>>
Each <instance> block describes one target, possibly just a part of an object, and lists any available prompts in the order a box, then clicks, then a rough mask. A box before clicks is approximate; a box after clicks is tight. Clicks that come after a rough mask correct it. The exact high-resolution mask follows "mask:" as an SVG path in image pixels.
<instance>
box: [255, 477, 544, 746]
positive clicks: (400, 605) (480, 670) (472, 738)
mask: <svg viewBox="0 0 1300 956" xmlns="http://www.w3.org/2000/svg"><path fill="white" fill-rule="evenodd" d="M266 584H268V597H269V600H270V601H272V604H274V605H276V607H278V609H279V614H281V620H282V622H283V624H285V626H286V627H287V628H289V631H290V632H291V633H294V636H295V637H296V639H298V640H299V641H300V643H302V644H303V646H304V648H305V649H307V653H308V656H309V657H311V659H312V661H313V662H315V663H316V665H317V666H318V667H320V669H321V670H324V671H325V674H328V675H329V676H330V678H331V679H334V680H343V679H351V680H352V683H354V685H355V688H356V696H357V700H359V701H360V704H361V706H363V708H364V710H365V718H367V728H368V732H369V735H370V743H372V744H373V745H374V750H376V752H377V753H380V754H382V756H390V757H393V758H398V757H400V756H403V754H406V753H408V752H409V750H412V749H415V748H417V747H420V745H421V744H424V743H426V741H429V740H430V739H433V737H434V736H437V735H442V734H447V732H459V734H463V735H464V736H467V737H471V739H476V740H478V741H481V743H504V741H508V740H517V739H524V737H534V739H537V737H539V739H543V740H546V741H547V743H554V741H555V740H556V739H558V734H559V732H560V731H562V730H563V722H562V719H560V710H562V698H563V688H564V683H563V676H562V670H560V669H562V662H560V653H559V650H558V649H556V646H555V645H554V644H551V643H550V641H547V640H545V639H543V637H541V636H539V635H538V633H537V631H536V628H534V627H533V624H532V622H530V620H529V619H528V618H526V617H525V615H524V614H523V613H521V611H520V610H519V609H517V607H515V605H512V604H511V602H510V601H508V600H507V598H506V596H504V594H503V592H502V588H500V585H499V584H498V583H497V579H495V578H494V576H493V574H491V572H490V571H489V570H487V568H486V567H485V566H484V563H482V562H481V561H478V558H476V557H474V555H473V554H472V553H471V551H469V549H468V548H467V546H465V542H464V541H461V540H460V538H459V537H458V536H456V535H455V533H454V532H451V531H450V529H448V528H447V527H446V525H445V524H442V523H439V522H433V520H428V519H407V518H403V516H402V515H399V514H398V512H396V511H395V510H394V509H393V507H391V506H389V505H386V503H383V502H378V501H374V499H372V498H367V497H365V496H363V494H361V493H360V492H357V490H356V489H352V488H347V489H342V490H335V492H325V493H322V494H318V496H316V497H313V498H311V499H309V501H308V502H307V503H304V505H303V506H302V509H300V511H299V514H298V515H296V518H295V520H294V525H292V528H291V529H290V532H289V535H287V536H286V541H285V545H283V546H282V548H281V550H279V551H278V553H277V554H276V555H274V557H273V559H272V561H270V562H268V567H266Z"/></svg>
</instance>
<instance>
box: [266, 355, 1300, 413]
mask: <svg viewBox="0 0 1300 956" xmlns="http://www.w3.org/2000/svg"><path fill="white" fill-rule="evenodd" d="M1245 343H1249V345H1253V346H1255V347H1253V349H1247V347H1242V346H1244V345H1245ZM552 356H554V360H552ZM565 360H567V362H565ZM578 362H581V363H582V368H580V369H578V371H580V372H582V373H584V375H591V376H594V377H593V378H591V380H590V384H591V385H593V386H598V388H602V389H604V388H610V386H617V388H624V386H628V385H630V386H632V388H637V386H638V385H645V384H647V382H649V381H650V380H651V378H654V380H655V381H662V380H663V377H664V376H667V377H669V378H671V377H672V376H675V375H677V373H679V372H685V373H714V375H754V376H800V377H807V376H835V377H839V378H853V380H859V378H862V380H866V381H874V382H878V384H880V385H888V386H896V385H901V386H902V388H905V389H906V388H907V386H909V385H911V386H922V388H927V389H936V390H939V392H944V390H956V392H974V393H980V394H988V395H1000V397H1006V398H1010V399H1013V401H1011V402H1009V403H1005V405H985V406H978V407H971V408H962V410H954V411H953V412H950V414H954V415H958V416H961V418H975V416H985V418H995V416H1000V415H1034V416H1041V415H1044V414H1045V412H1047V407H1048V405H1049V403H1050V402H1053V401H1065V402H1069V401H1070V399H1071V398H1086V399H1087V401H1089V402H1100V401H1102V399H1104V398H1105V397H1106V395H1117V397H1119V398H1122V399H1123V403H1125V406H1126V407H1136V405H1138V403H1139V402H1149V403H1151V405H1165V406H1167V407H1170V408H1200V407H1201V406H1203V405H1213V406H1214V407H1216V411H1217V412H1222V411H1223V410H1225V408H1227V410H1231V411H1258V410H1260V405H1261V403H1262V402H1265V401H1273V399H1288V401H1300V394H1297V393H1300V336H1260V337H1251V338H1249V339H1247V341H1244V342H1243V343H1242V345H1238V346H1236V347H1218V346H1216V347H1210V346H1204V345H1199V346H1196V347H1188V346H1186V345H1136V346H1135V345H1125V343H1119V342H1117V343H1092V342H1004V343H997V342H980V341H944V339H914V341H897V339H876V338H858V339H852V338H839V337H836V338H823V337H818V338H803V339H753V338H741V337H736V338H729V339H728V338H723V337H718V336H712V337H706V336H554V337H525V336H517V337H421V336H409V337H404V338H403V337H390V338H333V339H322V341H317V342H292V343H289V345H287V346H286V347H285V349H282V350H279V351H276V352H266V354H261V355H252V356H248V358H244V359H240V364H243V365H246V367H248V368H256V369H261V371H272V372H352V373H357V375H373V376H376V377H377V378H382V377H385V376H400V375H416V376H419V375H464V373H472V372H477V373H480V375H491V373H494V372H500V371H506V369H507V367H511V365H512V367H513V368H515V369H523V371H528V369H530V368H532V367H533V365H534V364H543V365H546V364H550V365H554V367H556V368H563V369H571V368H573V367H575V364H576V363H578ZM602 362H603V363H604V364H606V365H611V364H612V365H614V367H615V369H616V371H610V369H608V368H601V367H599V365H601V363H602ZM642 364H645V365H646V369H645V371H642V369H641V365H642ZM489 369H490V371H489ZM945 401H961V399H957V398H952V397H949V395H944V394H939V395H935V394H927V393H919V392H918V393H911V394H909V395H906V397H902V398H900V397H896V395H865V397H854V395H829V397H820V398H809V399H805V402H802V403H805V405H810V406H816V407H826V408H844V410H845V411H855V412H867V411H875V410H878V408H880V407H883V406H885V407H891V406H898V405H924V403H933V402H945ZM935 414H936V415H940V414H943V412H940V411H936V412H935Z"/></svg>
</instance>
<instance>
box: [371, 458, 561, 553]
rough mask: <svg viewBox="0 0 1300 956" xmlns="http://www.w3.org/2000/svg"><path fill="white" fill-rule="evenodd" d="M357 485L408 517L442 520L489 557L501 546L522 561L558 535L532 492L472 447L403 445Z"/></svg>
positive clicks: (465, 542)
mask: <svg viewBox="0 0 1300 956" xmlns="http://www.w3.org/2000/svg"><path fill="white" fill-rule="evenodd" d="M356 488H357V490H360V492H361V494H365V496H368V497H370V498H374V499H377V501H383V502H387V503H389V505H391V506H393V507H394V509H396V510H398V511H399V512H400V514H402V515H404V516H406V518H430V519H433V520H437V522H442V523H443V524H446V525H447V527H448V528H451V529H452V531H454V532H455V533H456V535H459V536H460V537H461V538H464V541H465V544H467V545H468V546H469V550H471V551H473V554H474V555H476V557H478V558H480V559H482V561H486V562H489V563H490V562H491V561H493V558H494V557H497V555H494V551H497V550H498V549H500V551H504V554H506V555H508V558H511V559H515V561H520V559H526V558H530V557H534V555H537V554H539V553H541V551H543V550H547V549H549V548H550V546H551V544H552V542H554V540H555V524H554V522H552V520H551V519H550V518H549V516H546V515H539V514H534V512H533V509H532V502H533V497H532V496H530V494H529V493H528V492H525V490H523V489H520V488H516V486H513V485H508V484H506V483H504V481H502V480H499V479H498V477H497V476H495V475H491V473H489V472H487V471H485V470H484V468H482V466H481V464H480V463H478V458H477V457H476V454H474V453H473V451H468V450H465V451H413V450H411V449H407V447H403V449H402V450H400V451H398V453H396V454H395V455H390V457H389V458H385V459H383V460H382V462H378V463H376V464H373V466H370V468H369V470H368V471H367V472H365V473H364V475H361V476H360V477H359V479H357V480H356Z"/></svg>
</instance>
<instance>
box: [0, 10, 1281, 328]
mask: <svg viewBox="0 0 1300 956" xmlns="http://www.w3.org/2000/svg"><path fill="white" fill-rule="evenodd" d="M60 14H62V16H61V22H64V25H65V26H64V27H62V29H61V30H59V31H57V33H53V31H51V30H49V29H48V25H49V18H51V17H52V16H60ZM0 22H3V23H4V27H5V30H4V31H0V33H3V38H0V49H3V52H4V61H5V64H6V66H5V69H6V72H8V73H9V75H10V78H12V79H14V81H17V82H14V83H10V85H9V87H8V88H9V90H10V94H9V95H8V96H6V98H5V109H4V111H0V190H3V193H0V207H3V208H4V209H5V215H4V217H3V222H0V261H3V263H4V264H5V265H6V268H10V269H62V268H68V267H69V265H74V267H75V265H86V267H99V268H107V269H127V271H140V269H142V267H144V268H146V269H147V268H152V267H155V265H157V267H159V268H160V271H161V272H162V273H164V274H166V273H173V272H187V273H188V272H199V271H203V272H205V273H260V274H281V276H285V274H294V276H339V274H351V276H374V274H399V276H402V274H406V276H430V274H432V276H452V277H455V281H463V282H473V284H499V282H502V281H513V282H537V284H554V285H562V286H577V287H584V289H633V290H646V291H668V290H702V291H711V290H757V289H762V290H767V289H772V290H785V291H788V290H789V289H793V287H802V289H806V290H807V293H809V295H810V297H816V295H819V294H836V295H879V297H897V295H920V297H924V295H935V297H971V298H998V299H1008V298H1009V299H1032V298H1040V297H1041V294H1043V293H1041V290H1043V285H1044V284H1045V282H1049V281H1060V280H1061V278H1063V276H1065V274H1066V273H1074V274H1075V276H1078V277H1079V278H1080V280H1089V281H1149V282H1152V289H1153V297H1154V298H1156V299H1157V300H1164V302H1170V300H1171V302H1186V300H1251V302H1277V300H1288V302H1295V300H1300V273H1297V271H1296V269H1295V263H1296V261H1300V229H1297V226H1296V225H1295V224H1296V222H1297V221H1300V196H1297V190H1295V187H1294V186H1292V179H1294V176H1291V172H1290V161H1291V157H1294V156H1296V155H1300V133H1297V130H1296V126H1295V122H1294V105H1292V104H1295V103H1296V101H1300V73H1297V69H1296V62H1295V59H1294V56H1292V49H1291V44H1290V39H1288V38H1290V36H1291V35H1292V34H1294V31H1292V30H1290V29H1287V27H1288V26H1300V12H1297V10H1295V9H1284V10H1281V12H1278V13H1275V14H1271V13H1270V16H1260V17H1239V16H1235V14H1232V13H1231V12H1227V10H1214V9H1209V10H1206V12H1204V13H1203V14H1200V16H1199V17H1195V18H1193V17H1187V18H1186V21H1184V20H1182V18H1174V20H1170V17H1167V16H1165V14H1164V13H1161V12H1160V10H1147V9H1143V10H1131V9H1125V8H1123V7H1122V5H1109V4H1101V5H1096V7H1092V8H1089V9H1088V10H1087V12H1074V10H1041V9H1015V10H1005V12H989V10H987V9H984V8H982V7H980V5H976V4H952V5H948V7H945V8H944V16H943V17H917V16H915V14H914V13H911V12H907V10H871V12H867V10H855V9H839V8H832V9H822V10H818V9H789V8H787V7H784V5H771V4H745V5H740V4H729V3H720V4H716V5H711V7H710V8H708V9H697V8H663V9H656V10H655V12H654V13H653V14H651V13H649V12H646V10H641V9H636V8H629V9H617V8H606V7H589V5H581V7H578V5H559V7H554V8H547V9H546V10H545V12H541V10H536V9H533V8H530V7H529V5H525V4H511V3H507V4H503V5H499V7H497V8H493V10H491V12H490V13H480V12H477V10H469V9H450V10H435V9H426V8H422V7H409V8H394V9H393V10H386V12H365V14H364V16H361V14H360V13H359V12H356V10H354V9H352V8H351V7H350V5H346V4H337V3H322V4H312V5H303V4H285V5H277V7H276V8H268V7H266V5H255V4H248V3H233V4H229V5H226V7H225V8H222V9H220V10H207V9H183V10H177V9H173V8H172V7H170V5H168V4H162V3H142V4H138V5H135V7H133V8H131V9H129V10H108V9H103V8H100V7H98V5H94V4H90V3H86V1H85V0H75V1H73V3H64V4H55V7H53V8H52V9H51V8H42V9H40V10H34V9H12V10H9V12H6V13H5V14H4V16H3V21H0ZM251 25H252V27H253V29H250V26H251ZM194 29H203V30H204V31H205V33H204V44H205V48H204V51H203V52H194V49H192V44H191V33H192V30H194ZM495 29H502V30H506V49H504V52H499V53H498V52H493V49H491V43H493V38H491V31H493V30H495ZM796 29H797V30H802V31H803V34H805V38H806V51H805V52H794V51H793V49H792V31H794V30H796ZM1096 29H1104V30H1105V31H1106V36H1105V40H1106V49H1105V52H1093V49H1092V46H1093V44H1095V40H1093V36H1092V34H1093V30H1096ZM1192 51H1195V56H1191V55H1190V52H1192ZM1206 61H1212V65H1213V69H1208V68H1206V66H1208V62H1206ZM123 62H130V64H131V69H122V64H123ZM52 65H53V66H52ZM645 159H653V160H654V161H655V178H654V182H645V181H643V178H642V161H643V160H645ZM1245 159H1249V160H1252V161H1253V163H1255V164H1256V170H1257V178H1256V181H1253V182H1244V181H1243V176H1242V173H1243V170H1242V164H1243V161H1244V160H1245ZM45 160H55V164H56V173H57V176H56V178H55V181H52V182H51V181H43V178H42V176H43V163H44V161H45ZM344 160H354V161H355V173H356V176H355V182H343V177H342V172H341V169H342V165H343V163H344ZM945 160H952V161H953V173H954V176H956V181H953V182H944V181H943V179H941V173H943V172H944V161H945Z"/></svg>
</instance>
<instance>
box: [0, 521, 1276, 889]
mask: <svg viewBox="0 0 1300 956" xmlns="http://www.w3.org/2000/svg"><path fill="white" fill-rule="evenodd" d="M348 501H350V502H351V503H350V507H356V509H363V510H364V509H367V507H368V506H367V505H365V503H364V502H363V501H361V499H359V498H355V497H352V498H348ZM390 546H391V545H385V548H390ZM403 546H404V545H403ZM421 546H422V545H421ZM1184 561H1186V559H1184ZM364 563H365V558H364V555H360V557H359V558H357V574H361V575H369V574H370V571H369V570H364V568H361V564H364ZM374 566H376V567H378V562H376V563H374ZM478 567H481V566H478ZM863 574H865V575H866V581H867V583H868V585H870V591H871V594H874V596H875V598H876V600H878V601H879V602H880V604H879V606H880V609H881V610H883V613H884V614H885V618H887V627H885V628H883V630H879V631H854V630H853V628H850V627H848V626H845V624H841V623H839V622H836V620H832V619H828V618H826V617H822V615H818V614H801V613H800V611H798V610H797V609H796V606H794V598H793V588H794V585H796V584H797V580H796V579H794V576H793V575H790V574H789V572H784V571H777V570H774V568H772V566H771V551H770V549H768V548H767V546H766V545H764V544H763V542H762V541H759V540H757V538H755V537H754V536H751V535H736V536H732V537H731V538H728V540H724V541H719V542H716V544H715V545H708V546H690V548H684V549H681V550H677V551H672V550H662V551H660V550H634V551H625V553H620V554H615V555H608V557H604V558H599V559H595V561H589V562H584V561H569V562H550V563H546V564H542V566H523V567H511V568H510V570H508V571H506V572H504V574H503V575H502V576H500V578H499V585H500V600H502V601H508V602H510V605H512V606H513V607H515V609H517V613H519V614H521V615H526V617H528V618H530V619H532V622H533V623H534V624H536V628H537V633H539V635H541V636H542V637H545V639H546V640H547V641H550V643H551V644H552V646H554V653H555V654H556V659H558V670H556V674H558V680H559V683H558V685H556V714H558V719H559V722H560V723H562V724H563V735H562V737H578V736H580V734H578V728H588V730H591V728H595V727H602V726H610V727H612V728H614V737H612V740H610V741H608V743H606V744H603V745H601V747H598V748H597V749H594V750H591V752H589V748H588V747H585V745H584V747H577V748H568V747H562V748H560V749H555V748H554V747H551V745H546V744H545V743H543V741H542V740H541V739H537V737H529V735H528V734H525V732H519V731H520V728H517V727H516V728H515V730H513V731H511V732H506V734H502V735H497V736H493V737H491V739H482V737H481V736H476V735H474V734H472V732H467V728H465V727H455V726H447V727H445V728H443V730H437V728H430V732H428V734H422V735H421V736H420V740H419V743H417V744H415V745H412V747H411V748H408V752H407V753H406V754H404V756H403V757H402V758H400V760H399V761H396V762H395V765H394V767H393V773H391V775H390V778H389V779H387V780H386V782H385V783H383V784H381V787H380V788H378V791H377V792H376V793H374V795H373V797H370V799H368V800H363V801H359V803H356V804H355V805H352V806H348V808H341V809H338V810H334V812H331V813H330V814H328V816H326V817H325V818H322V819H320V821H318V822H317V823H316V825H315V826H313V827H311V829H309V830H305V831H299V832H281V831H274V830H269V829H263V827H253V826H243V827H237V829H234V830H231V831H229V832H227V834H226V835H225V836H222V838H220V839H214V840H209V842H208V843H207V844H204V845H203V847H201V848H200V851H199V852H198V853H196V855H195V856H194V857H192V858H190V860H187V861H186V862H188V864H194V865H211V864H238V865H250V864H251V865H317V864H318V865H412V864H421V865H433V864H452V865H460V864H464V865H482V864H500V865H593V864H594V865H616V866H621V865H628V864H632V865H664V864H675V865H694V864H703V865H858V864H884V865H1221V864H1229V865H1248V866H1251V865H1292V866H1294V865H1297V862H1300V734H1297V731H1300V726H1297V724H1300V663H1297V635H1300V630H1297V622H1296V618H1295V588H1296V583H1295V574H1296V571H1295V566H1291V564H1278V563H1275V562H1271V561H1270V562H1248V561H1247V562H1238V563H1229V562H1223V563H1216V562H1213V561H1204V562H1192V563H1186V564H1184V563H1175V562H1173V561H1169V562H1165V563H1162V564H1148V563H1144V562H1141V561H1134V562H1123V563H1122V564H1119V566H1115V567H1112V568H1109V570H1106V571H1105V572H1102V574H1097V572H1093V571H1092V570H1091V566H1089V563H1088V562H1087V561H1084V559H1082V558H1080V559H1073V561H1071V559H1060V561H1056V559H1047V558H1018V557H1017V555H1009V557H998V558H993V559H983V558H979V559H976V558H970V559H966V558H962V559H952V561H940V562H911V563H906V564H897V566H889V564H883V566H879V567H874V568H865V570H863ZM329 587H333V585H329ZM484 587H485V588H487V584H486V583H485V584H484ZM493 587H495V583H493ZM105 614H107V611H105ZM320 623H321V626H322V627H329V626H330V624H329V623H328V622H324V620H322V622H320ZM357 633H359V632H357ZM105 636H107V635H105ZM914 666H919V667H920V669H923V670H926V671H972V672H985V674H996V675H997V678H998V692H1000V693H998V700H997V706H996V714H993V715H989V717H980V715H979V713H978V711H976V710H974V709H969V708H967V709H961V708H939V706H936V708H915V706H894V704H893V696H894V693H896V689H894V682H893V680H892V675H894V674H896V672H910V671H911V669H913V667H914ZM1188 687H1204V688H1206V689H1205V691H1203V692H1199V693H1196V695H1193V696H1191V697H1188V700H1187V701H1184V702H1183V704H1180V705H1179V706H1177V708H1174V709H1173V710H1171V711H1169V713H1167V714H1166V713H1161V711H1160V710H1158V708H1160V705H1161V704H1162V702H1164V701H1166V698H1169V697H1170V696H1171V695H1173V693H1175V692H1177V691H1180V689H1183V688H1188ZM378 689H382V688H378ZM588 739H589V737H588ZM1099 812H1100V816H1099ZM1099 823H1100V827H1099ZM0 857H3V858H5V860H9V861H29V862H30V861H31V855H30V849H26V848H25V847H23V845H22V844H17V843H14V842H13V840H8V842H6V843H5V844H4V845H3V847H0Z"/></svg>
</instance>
<<
◆ **WORK ITEM**
Pull every line with the string "clicks" from the data above.

◆ **REPLY TO THE TASK**
Each <instance> block describes one target, possibly just a part of an object, and lists any available prompts in the order a box, then clicks, then a rough mask. A box before clicks is approximate; a box after clicks is tight. Clicks that come after a rough mask correct it. The exact high-resolution mask follows "mask:" as an SVG path in image pixels.
positive clicks: (400, 605) (480, 670) (472, 738)
positive clicks: (465, 542)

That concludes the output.